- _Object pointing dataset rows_
((

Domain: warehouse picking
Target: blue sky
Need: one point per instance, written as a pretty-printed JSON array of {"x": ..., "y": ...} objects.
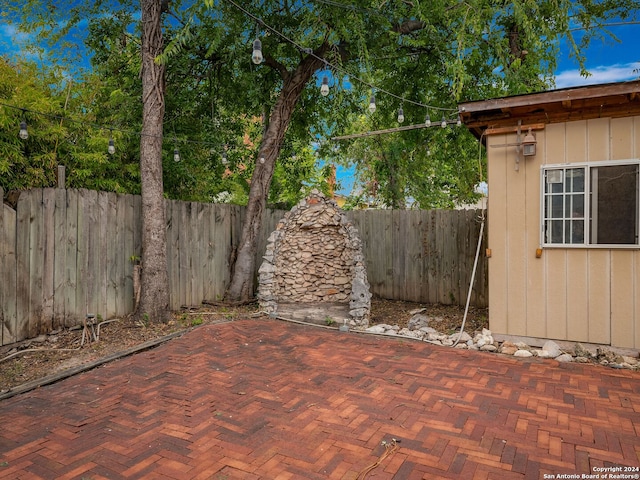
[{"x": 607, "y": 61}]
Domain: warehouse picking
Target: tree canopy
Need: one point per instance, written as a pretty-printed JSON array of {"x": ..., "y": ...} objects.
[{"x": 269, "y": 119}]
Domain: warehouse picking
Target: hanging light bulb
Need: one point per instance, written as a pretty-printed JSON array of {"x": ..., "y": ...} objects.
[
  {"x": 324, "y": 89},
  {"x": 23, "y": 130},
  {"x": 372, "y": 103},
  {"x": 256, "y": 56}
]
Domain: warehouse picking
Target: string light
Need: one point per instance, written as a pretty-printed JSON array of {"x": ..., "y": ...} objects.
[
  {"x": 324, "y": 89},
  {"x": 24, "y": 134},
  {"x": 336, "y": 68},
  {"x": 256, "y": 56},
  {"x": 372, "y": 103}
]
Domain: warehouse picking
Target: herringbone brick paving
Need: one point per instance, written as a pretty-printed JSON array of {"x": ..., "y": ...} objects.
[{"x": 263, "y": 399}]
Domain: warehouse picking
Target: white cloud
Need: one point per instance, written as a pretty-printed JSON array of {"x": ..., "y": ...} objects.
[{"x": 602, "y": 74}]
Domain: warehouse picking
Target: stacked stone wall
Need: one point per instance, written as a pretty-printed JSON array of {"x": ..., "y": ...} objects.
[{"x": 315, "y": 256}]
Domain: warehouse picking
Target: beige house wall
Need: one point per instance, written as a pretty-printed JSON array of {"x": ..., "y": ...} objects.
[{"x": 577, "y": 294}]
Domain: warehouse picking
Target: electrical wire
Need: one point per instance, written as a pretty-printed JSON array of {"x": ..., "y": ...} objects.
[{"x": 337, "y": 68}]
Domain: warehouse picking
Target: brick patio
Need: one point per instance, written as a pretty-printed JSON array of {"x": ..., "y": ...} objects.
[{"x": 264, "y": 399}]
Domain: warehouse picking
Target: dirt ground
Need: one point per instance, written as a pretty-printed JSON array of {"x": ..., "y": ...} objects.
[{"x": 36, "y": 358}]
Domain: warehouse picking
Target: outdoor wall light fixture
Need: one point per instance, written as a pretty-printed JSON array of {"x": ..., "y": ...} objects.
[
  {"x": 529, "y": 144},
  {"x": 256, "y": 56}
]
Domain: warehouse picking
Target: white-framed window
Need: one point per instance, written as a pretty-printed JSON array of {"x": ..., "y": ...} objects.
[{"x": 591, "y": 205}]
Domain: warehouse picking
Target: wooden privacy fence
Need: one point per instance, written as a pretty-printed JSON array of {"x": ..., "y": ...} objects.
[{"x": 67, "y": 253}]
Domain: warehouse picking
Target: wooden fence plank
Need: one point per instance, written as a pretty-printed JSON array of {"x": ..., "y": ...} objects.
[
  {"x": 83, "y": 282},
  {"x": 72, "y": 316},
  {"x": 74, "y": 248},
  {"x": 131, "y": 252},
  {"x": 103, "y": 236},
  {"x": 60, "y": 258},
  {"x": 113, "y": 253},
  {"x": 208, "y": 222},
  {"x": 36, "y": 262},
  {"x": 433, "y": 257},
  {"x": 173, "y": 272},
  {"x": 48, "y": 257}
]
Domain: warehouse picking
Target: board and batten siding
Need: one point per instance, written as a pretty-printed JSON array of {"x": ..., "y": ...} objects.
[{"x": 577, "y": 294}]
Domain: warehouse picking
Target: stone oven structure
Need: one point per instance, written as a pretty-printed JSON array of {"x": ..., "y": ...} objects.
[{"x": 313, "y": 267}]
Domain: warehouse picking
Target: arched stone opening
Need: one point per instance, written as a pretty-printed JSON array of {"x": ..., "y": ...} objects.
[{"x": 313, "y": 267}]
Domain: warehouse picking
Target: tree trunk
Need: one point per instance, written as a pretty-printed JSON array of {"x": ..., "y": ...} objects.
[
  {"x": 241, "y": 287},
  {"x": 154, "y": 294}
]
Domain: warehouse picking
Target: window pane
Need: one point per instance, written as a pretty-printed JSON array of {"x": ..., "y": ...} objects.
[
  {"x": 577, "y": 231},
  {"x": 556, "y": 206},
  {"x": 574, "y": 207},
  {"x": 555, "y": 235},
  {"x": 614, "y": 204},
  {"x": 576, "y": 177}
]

))

- _Problem requirements_
Each line of the data is to be duplicated exactly; pictures stay out of the copy.

- _Response below_
Domain: warehouse picking
Target: blue sky
Need: one point per instance, written as a pretty-printed JSON array of {"x": ..., "y": ...} objects.
[{"x": 607, "y": 61}]
Domain: warehouse picking
Target: tree canopy
Need: one point per instance, written as a pretty-printed JSON array of {"x": ..., "y": ...} objects.
[{"x": 269, "y": 119}]
Domain: warehouse picking
Target: hanging light bulb
Need: one point per instance, written as a pretty-printed JSON array of {"x": ..., "y": ...} objects.
[
  {"x": 324, "y": 89},
  {"x": 23, "y": 130},
  {"x": 372, "y": 103},
  {"x": 256, "y": 56}
]
Domain: warehouse picking
Target: string light
Need: one point per instance, written as a pretty-printed JSON array of {"x": ..., "y": ...} objects.
[
  {"x": 324, "y": 89},
  {"x": 24, "y": 134},
  {"x": 336, "y": 68},
  {"x": 256, "y": 56},
  {"x": 372, "y": 103}
]
Domain: warehouse picking
Target: herringbone brick paving
Need: one point per instance, written as a pretty-printed JSON array of {"x": ..., "y": ...} objects.
[{"x": 263, "y": 399}]
Domain: warehouse picking
Target: white cloud
Need: one point per instance, written as a pretty-printed JSON array of {"x": ..., "y": ...} objects.
[{"x": 602, "y": 74}]
Domain: warehouse picking
Target: stacked stone wall
Need: one point per instance, written as a pretty-printed JSON array of {"x": ..., "y": ...} objects.
[{"x": 315, "y": 256}]
Domain: warehouse picking
Target: beige house wall
Need: one point per instance, written as a pretty-printed JSON array of {"x": ..., "y": ...} objects.
[{"x": 577, "y": 294}]
Domain: warehouse picking
Target: electrical wire
Need: one point per instance, written as a pretty-printed JSON array of {"x": ..., "y": ...} objects.
[{"x": 337, "y": 68}]
Domain: warehouse picking
Target: brick patio
Need: one point per instance, written as a pretty-printed JSON array of {"x": ..., "y": ...} objects.
[{"x": 264, "y": 399}]
Domain: warehouse picking
Target: dirt ground
Need: one point per instance, written as a pretty-printed JSON array of {"x": ..., "y": ...} objects.
[{"x": 36, "y": 358}]
Domain: warehouse picking
Target: outdoor wall light fixture
Need: one point per instance, written as a pretty-printed JSON array of {"x": ..., "y": ...} objects.
[
  {"x": 529, "y": 144},
  {"x": 256, "y": 56}
]
Domain: warehouse picking
Target: white-framed window
Need: one point per instance, written as a pretty-printed JSON array of {"x": ..., "y": ...} objects.
[{"x": 591, "y": 205}]
Domain: warehouse picking
Target: wooden privacy fence
Need: one point per instance, written as a pretty-printed JSON array of {"x": ..., "y": ...} objects.
[{"x": 67, "y": 253}]
Domain: warehouse picking
Target: wooden fence plank
Need: one point per instance, written as a pretty-printed JSON array of {"x": ..., "y": ...} objects.
[
  {"x": 83, "y": 282},
  {"x": 72, "y": 316},
  {"x": 74, "y": 248},
  {"x": 131, "y": 252},
  {"x": 103, "y": 236},
  {"x": 60, "y": 258},
  {"x": 113, "y": 253},
  {"x": 208, "y": 222},
  {"x": 36, "y": 262},
  {"x": 433, "y": 257},
  {"x": 173, "y": 272},
  {"x": 48, "y": 257}
]
Domain: warehouse picking
Target: board and batten siding
Need: one point per instance, written as a pretty-printed JSON array of {"x": ..., "y": ...} objects.
[{"x": 577, "y": 294}]
Domain: warehouse picking
Target: stone oven structure
Need: one point per instance, written as a pretty-printed JSON array of {"x": ..., "y": ...} objects.
[{"x": 313, "y": 267}]
Domain: warehouse picking
Target: arched stone opening
Need: one point per instance, written as a pretty-printed JSON array of {"x": ..., "y": ...} objects.
[{"x": 313, "y": 267}]
Domain: warehouse picking
Target: tree trunk
Need: one point per instance, written as a pretty-printed JSON array of {"x": ..., "y": ...} objects.
[
  {"x": 241, "y": 287},
  {"x": 154, "y": 294}
]
Domain: warehouse picking
Target: window pane
Need: one point per instance, written as a pretty-printed JSON array of {"x": ..., "y": ...} objects.
[
  {"x": 577, "y": 231},
  {"x": 556, "y": 206},
  {"x": 574, "y": 207},
  {"x": 555, "y": 235},
  {"x": 614, "y": 204},
  {"x": 576, "y": 177}
]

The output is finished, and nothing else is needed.